EXERCISE TASK:
Answer these questions from the placing announcement:
1. What total in investor commitments did the Company receive via the Placing?
2. At what time and on what date are dealings in the new Ordinary Shares expected to commence?
3. How many Ordinary Shares will the Company have in issue following Admission?

TIDMRMDL TIDMTTM
RNS Number : 2396S
RM Secured Direct Lending PLC
08 March 2019
THIS ANNOUNCEMENT IS NOT FOR RELEASE, PUBLICATION OR
DISTRIBUTION, DIRECTLY OR INDIRECTLY, IN OR INTO, THE UNITED
STATES, THE REPUBLIC OF IRELAND, AUSTRALIA, SOUTH AFRICA, CANADA OR
JAPAN OR ANY OTHER JURISDICTION WHERE TO DO SO MIGHT CONSTITUTE A
VIOLATION OF THE RELEVANT LAWS OR REGULATIONS OF SUCH
JURISDICTION.
Capitalised terms used but not defined in this announcement
shall have the meanings given to such terms in the announcement of
the Placing under Placing Programme announcement released on 28
February 2019.
8 March 2019
RM Secured Direct Lending Plc
("RMDL" or the "Company")
Result of Placing under Placing Programme
LEI: 213800RBRIYICC2QC958
RMDL, an investment trust specialising in secured debt
instruments, announces that, further to the announcement made on 28
February 2019, the Company has received commitments from investors
for a total of GBP13.5 million (before costs and expenses) via the
Placing.
Accordingly, an aggregate of 13,500,000 new Ordinary Shares have
been issued and allotted conditionally upon admission at the
Placing Price of 100 pence per Ordinary Share.
Applications have been made for admission of the new Ordinary
Shares to listing on the premium listing segment of the Official
List and to trading on the London Stock Exchange's main market for
listed securities ("Admission"). It is expected that Admission will
become effective and that dealings will commence at 8.00 a.m. on 11
March 2019.
Following Admission, the Company will have 112,224,581 Ordinary
Shares in issue. Therefore, the total number of voting rights of
the Company will be 112,224,581 and this figure may be used by
shareholders as the denominator for the calculations by which they
will determine if they are required to notify their interest, or a
change to their interest in, the Company.

[Recorded data]
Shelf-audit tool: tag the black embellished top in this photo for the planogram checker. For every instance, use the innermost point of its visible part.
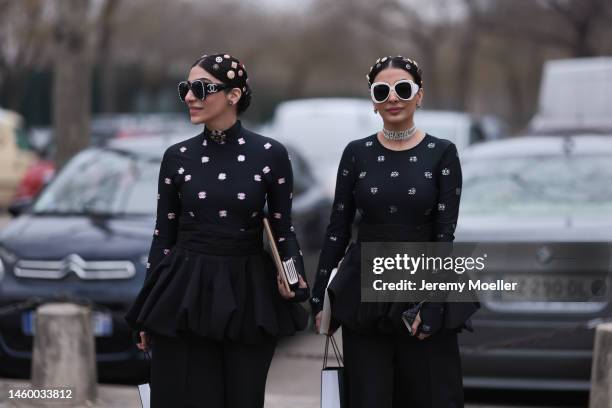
(207, 271)
(410, 187)
(225, 180)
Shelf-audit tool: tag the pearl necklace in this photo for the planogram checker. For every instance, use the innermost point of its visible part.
(399, 134)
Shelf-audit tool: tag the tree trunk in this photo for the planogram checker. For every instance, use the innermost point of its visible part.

OUTPUT BELOW:
1. GBP13.5 million (before costs and expenses).
2. At 8.00 a.m. on 11 March 2019.
3. 112,224,581 Ordinary Shares.